## Task description
Copy each of the entries below line for line, changing nothing.

Records of labeled points

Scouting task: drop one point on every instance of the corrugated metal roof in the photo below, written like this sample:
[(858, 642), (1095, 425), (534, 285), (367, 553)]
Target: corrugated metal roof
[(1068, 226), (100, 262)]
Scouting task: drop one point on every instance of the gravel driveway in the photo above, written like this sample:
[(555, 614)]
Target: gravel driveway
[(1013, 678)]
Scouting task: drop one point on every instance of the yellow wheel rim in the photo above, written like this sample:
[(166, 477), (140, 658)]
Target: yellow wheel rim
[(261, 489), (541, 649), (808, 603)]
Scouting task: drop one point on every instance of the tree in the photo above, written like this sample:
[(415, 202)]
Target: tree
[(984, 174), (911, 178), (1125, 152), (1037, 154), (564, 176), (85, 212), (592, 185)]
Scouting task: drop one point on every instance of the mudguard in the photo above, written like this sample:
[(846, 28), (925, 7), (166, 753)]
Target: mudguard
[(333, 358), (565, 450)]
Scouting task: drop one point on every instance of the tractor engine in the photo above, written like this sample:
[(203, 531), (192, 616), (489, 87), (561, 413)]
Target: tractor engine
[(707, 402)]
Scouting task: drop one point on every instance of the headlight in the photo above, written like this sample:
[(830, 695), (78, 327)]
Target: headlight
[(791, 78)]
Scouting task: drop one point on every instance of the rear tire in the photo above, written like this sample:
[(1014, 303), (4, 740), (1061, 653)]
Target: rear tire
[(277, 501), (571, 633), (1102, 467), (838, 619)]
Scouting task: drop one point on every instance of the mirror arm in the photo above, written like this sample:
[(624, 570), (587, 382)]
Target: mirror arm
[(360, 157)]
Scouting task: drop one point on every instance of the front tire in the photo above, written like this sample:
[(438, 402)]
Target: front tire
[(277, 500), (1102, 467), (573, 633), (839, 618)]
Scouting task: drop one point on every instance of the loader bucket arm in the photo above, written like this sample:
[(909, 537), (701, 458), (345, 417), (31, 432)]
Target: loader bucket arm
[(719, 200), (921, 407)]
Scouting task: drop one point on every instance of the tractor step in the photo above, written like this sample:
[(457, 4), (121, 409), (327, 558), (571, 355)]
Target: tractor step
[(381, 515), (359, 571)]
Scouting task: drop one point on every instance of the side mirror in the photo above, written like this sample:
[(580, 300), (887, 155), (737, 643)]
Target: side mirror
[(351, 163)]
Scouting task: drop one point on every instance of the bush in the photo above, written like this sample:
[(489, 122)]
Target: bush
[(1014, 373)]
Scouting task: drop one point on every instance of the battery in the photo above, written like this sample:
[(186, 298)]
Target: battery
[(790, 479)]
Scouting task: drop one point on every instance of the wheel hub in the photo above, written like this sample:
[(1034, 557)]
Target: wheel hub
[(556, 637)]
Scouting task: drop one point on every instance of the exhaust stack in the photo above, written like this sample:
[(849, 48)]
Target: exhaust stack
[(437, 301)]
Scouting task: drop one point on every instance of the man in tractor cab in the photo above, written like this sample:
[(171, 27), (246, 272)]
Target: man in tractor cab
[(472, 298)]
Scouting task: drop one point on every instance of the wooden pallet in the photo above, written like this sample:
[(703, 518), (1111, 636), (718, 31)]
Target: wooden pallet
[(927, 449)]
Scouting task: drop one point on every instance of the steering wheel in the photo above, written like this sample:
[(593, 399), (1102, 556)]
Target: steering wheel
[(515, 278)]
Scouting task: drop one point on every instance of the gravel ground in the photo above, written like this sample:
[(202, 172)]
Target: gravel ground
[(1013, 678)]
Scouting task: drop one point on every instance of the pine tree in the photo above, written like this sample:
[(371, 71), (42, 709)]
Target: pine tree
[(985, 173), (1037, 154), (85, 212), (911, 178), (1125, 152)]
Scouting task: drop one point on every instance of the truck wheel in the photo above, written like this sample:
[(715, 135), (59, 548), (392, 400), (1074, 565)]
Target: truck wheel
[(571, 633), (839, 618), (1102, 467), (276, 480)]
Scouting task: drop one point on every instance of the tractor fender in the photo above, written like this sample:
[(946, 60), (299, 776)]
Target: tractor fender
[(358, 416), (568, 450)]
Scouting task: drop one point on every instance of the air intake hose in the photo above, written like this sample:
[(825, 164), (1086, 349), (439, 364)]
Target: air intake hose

## Worked solution
Scouting task: drop one point on every instance of the corrugated metal roof in the photo below, written like this sample:
[(858, 642), (1095, 425), (534, 285), (367, 553)]
Target: corrugated metal roof
[(1068, 226), (100, 262)]
Scouting task: drop one point on every instance of the gravel driveway in the photo above, written like this sample:
[(555, 614)]
Target: gravel driveway
[(1013, 678)]
Scouting task: drop one point on every instance of the yellow wheel rim in the photo above, written like this sample:
[(166, 477), (140, 658)]
Target: yellow wheel rim
[(261, 489), (541, 649), (808, 603)]
Scouting task: drop one point on every instance of the tree in the photo above, written like this sample:
[(415, 202)]
Target: tree
[(984, 174), (911, 178), (1125, 152), (1037, 154), (564, 176), (85, 212), (592, 185)]
Scouting task: drop one point on every instance of the mudguard in the photo above, written like this sample:
[(846, 28), (925, 7), (166, 753)]
Target: mudguard
[(333, 358), (565, 450)]
Scouting task: drop one point on every instance of the tractor engine in the photo above, written like this sample:
[(203, 531), (192, 616), (489, 87), (561, 413)]
Target: tractor engine
[(707, 402)]
Scouting task: drop one point on every instance of the headlight in the photo above, written like this sample:
[(830, 695), (78, 327)]
Target: headlight
[(791, 78)]
Scouting task: drop one point on every instance of the rear tire in the photo above, written like this sample:
[(1014, 303), (4, 740), (1061, 653)]
Target: rear tire
[(277, 501), (571, 633), (1102, 467), (838, 619)]
Scouting task: drop one point on every instance of the mirror arm in the photo above, written like this sample:
[(624, 570), (587, 382)]
Target: mirror arm
[(360, 157)]
Scouting task: drop one point on every instance of the front tire in the photo above, written like this sample:
[(438, 402)]
Target: front tire
[(277, 500), (1102, 467), (573, 633), (839, 618)]
Scouting task: drop one point on every instance of the loader bucket arm in the photo above, written like this sample:
[(909, 537), (701, 458), (345, 417), (31, 432)]
Target: loader bucket arm
[(719, 200), (921, 407)]
Scouting task: drop one point on every instance of the tractor step in the photo above, written like this sample:
[(457, 4), (121, 409), (327, 558), (571, 355)]
Target: tractor step
[(381, 515), (359, 571)]
Scouting task: drop one point on every instance of the side mirror in the photo above, written like this sample:
[(580, 300), (887, 155), (737, 643)]
Target: side mirror
[(351, 163)]
Scouting task: drop one point on every instance of the bush in the photo above, written like this sample:
[(489, 122)]
Target: bush
[(1014, 373)]
Scouting task: drop one point on every instance of the battery in the photo above, written like this sample:
[(186, 298)]
Target: battery
[(790, 479)]
Scouting task: drop one point on every instance of the wheel hub in the photo above, written like this sample:
[(1034, 557)]
Target: wheel hub
[(556, 637)]
Scouting task: drop one point on every instance of the exhaust stack in the photo above, written like this sample:
[(849, 48)]
Target: exhaust stack
[(437, 301)]
Scouting task: drop one point on every instance of the man in tractor cab in the photo above, written like this sample:
[(171, 27), (246, 272)]
Target: man in tractor cab
[(472, 298)]
Scouting task: drop one point on every instance of the wooden pallet in the photo above, written like this sample:
[(703, 518), (1111, 636), (718, 31)]
Target: wooden pallet
[(927, 449)]
Scouting task: drop one point on every instance of the steering wheel in the photo above, written like this sample:
[(593, 399), (1102, 556)]
Target: steering wheel
[(515, 278)]
Scouting task: drop one point on every instance of the gravel ground in the photo above, written like this sample:
[(202, 172)]
Target: gravel ground
[(1013, 678)]
Scouting task: drop one point on every instance of the pine tree in the photo above, written like this sample:
[(371, 71), (42, 709)]
Target: pine tree
[(985, 173), (1037, 154), (85, 212), (911, 178), (1125, 152)]
Scouting task: drop one point on every instance of the truck wheel in the photo above, written like this sample:
[(715, 135), (59, 548), (392, 400), (1074, 565)]
Target: truck wheel
[(571, 633), (839, 618), (1102, 467), (276, 480)]
Scouting task: drop one point on every instance of the tractor fender in the photo above, written like this sample:
[(946, 60), (299, 776)]
Target: tractor fender
[(358, 416), (568, 450)]
Scouting task: drop one point on every instance of the air intake hose in the photo above, written like this sample:
[(825, 164), (1086, 349), (439, 364)]
Target: air intake hose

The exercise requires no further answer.